<<<<
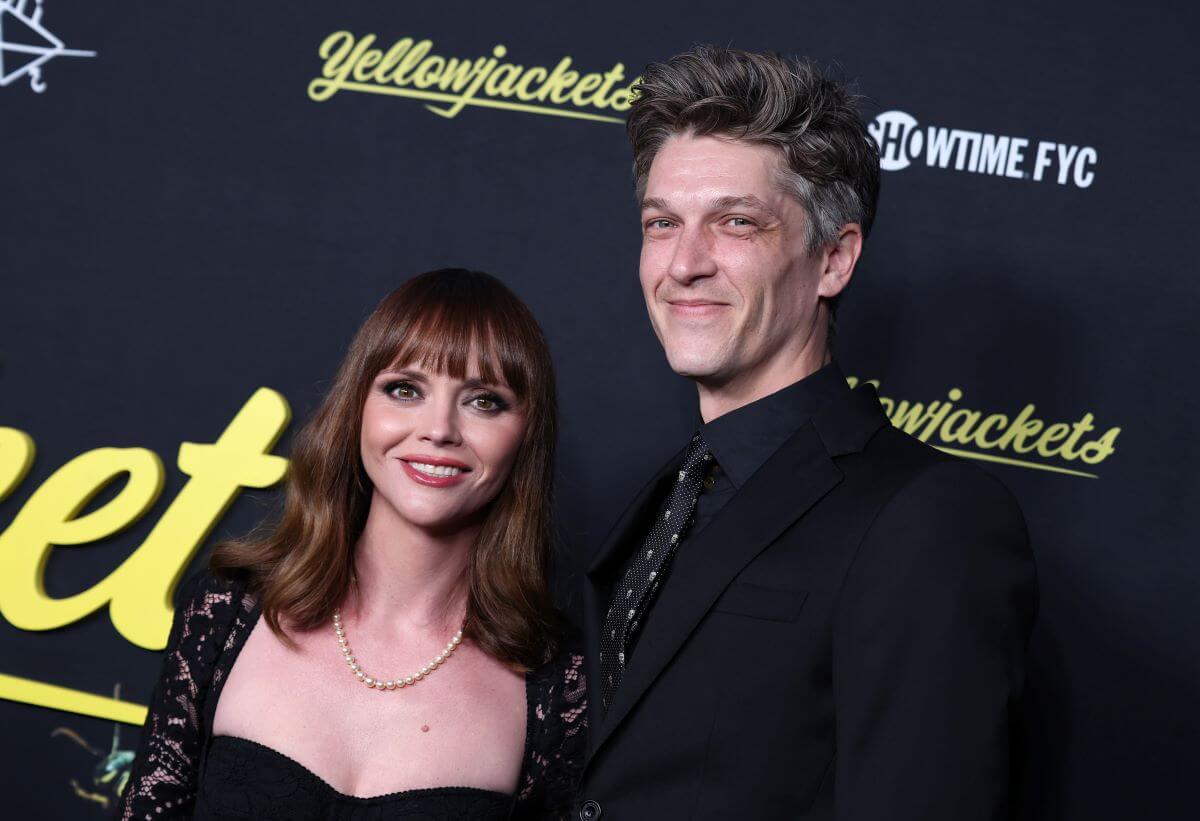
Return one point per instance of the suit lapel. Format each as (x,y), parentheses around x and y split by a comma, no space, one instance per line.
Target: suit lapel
(792,480)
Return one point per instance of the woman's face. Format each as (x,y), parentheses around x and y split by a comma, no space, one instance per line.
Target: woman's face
(438,449)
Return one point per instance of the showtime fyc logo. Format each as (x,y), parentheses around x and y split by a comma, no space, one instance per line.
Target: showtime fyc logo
(903,142)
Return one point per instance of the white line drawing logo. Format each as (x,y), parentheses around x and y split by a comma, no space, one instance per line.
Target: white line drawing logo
(25,45)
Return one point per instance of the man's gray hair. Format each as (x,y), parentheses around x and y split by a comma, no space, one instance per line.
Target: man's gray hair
(832,163)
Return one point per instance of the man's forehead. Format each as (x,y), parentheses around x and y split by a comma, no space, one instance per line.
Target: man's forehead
(691,171)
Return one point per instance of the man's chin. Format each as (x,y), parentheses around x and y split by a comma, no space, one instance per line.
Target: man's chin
(695,365)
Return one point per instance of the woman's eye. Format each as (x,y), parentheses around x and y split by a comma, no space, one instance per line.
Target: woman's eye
(489,403)
(402,390)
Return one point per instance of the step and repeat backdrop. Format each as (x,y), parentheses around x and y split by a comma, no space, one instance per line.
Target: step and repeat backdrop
(201,203)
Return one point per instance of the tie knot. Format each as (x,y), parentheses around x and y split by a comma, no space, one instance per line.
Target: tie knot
(697,454)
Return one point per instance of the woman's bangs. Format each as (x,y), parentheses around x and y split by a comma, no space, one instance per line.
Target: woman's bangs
(443,340)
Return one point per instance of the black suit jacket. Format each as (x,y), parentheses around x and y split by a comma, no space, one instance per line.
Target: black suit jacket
(845,640)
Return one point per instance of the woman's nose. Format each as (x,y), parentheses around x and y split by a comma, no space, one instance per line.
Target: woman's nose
(439,424)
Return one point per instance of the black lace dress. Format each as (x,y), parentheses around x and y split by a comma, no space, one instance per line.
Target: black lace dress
(183,771)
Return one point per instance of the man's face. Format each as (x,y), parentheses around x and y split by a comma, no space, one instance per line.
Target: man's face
(729,283)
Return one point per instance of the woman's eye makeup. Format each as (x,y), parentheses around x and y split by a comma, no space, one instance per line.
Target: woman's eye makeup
(489,402)
(401,389)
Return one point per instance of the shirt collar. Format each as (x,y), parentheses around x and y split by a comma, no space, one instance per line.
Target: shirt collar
(743,439)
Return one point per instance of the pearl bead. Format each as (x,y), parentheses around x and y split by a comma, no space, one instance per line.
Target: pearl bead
(391,683)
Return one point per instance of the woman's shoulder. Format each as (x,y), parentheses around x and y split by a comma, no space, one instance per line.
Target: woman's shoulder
(559,687)
(204,600)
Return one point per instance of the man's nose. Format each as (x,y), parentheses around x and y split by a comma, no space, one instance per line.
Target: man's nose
(693,257)
(441,423)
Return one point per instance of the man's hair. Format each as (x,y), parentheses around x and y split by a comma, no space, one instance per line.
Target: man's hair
(832,163)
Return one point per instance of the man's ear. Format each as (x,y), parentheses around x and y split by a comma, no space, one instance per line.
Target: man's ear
(840,259)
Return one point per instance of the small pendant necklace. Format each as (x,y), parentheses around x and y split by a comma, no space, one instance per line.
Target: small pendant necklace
(390,683)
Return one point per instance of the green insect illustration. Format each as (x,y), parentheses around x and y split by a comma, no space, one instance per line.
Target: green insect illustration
(112,773)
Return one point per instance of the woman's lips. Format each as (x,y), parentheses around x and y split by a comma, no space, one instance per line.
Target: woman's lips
(435,472)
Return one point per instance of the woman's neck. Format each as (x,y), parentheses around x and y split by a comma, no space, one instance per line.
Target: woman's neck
(407,576)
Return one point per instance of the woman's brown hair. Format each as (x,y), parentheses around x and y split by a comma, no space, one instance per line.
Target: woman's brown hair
(303,565)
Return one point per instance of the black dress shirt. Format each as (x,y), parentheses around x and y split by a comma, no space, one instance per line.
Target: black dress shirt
(744,438)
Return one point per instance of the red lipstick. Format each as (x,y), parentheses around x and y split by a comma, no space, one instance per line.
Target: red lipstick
(429,480)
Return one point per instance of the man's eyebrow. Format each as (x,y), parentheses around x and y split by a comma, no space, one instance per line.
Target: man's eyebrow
(720,203)
(745,201)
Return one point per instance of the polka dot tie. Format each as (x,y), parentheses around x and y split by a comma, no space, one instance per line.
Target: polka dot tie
(631,599)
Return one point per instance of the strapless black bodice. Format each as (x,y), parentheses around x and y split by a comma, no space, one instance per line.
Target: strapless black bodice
(246,780)
(183,771)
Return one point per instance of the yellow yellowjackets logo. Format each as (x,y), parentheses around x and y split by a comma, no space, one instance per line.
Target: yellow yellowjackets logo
(412,69)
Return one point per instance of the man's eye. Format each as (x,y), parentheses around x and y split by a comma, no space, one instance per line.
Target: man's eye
(402,390)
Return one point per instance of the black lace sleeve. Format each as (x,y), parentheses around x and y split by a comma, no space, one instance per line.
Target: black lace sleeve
(162,780)
(558,735)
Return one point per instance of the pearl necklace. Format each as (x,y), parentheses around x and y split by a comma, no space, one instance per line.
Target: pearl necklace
(391,683)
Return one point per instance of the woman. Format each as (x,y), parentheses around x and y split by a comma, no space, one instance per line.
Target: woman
(389,648)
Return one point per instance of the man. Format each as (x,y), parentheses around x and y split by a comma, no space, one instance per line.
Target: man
(805,613)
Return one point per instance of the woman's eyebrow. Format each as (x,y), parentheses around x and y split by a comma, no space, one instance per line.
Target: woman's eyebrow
(484,383)
(406,372)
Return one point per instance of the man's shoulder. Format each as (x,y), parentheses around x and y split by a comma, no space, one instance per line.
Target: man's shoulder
(910,473)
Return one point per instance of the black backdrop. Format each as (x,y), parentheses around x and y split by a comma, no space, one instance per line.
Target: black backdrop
(184,225)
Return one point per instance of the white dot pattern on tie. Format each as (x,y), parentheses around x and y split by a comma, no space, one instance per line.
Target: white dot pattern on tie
(641,581)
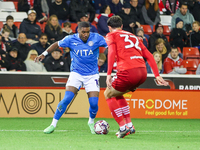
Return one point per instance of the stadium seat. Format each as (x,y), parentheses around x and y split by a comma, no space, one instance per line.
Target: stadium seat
(166,30)
(147,29)
(3,16)
(73,27)
(19,16)
(191,65)
(41,26)
(16,5)
(17,24)
(1,25)
(165,20)
(7,7)
(190,52)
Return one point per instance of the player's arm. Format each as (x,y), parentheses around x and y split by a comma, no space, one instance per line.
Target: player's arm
(151,61)
(111,60)
(46,52)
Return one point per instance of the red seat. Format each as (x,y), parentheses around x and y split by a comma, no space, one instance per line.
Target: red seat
(17,24)
(16,5)
(166,30)
(147,29)
(191,64)
(190,52)
(102,49)
(1,25)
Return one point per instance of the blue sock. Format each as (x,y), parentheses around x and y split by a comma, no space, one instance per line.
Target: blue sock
(62,105)
(93,106)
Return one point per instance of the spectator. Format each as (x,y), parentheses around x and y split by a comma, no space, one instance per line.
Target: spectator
(198,70)
(67,57)
(98,4)
(2,45)
(16,63)
(60,9)
(178,36)
(173,64)
(24,6)
(171,6)
(5,37)
(102,20)
(80,7)
(140,33)
(42,45)
(102,65)
(156,35)
(11,27)
(30,28)
(195,10)
(137,11)
(31,65)
(195,35)
(22,46)
(129,24)
(66,30)
(4,63)
(115,6)
(151,12)
(41,15)
(184,14)
(158,58)
(84,17)
(160,47)
(56,62)
(53,29)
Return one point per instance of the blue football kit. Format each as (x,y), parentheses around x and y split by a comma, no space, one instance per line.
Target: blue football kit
(84,55)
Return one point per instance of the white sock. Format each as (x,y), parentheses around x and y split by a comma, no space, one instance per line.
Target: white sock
(90,120)
(129,124)
(54,122)
(122,128)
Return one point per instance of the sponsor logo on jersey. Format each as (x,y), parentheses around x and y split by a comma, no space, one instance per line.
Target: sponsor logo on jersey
(90,43)
(84,52)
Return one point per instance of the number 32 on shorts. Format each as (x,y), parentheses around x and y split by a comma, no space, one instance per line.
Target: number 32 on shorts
(128,39)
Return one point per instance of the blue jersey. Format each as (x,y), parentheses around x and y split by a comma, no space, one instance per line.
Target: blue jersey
(84,55)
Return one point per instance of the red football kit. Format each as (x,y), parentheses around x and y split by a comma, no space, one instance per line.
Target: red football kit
(129,51)
(170,64)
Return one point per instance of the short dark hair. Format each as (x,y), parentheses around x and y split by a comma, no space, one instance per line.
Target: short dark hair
(184,3)
(103,8)
(174,47)
(43,34)
(115,21)
(67,24)
(9,18)
(83,24)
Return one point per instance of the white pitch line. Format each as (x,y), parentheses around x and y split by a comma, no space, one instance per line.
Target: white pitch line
(109,131)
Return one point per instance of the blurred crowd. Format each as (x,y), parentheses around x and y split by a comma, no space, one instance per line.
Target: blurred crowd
(19,45)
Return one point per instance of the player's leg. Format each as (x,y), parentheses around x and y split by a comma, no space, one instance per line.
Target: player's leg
(91,84)
(117,112)
(72,87)
(126,113)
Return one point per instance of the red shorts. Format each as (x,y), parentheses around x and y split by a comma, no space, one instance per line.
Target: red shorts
(129,79)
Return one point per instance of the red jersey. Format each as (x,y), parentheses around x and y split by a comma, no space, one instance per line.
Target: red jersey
(128,51)
(170,64)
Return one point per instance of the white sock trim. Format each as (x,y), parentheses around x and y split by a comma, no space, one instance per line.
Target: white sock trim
(54,122)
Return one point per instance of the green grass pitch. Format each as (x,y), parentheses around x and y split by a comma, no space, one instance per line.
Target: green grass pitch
(74,133)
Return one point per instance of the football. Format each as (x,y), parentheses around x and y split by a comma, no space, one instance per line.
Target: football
(101,127)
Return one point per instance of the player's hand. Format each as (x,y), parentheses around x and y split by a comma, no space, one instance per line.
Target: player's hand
(39,58)
(161,81)
(109,81)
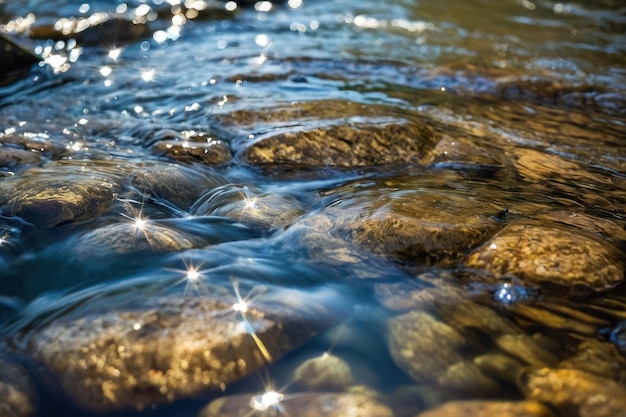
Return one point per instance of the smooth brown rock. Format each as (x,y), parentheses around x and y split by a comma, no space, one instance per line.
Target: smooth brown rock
(14,57)
(420,227)
(552,257)
(17,391)
(150,350)
(247,205)
(350,145)
(179,185)
(15,158)
(131,239)
(49,203)
(575,393)
(489,408)
(324,373)
(430,351)
(301,405)
(208,152)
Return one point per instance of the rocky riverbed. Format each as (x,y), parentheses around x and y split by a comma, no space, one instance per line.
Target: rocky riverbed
(312,208)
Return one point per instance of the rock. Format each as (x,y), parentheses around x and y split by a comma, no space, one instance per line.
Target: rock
(489,408)
(15,59)
(526,349)
(47,203)
(247,205)
(148,350)
(555,258)
(99,29)
(280,115)
(324,373)
(302,405)
(430,351)
(176,184)
(208,152)
(131,239)
(500,367)
(419,227)
(464,154)
(575,393)
(17,158)
(598,358)
(347,145)
(546,318)
(17,391)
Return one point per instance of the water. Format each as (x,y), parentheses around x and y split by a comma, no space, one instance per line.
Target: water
(529,94)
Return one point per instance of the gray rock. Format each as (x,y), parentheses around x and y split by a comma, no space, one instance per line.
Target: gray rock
(430,351)
(179,185)
(131,239)
(324,373)
(17,391)
(553,257)
(50,202)
(349,145)
(132,354)
(14,57)
(302,405)
(575,393)
(489,408)
(208,152)
(247,205)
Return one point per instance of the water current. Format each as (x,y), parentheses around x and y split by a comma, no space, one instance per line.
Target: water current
(430,193)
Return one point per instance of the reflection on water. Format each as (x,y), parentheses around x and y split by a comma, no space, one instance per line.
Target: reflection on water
(412,204)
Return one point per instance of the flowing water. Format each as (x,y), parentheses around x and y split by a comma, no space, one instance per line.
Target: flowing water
(526,102)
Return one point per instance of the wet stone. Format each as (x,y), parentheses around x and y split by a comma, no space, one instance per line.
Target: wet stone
(208,152)
(575,393)
(16,158)
(14,58)
(302,405)
(247,205)
(489,408)
(349,145)
(465,154)
(131,239)
(324,373)
(427,228)
(176,184)
(154,350)
(48,203)
(599,358)
(17,391)
(430,351)
(555,258)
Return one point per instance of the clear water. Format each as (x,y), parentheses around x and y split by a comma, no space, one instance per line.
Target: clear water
(440,61)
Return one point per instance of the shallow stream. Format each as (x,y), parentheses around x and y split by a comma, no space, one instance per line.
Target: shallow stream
(430,193)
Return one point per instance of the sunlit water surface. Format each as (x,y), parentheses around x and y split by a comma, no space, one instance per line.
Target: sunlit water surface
(102,104)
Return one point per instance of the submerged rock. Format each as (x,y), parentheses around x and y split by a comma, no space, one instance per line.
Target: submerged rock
(176,184)
(324,373)
(153,350)
(489,408)
(430,351)
(17,391)
(14,58)
(552,257)
(49,203)
(419,227)
(302,405)
(350,145)
(575,393)
(132,239)
(208,151)
(247,205)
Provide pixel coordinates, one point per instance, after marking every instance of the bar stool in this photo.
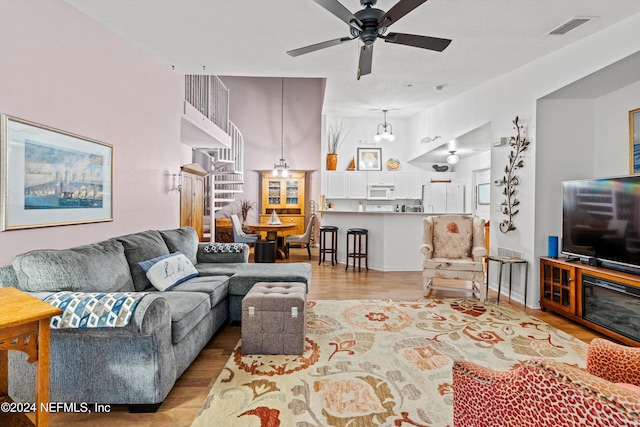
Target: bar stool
(333, 250)
(357, 253)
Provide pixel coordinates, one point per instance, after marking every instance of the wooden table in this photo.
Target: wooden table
(502, 260)
(24, 326)
(272, 232)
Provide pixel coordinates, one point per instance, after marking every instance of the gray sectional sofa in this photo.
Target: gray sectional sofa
(136, 364)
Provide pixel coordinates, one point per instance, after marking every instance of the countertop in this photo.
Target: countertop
(387, 213)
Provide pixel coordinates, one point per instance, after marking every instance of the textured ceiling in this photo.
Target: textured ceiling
(251, 37)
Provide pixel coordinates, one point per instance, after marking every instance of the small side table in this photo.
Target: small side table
(510, 261)
(24, 326)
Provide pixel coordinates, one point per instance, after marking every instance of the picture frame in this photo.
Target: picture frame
(50, 177)
(369, 159)
(634, 141)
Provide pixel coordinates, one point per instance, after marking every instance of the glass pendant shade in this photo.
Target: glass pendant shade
(387, 131)
(281, 168)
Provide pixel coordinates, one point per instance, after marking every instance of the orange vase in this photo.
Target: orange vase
(332, 162)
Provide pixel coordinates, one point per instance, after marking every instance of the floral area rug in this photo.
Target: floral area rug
(379, 363)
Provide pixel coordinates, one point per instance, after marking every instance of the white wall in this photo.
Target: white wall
(516, 94)
(584, 138)
(255, 107)
(61, 69)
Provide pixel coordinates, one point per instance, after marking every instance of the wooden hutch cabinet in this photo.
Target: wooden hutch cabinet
(286, 196)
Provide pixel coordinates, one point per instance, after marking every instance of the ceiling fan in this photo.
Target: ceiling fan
(370, 23)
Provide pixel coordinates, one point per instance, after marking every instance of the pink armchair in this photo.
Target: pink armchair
(453, 250)
(544, 392)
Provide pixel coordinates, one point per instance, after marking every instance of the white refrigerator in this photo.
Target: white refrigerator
(443, 197)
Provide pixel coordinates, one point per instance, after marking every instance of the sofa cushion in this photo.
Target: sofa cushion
(216, 286)
(187, 310)
(239, 253)
(166, 271)
(8, 276)
(140, 247)
(99, 267)
(244, 276)
(183, 239)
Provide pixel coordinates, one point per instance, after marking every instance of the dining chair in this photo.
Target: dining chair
(239, 236)
(302, 239)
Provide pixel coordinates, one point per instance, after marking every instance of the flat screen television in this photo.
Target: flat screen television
(601, 221)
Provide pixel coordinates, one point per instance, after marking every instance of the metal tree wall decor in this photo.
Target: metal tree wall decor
(510, 181)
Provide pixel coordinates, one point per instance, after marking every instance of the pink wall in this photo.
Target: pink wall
(61, 69)
(255, 108)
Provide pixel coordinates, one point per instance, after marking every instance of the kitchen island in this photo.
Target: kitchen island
(394, 237)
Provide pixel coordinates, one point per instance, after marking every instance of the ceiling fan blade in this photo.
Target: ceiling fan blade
(398, 11)
(424, 42)
(335, 7)
(366, 58)
(318, 46)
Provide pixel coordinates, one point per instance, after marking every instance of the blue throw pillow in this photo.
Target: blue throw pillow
(166, 271)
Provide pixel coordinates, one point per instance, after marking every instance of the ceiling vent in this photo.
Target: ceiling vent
(568, 26)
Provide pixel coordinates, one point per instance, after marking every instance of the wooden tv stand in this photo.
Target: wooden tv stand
>>>>
Put the lines into a JSON list of strings, one string per line and no blank lines, starting with the line containing "pink wall in this photo." and running through the last line above.

[
  "Provide pixel coordinates, one point per instance, after marking every instance of the pink wall in this photo.",
  "Target: pink wall",
  "(61, 69)",
  "(255, 108)",
  "Provide pixel coordinates, one point per instance, after marking every instance of the kitchen island in this photo.",
  "Target: kitchen island",
  "(394, 237)",
  "Provide pixel coordinates, one point per instance, after marking every instance of the ceiling fan blade in this photo.",
  "Target: ceiling fan blade",
  "(398, 11)",
  "(424, 42)",
  "(335, 7)",
  "(366, 58)",
  "(318, 46)",
  "Provide pixel coordinates, one point per instance, after marking every instance of the blue throw pillow in this photo.",
  "Target: blue throw pillow",
  "(166, 271)",
  "Provide pixel coordinates, one point per instance, after marking every instance of the ceiling vent in this photo.",
  "Target: ceiling vent",
  "(568, 26)",
  "Provide pixel coordinates, one point per instance, after marking every instance of the wooden tv stand in this photo.",
  "Target: wooden tv stand"
]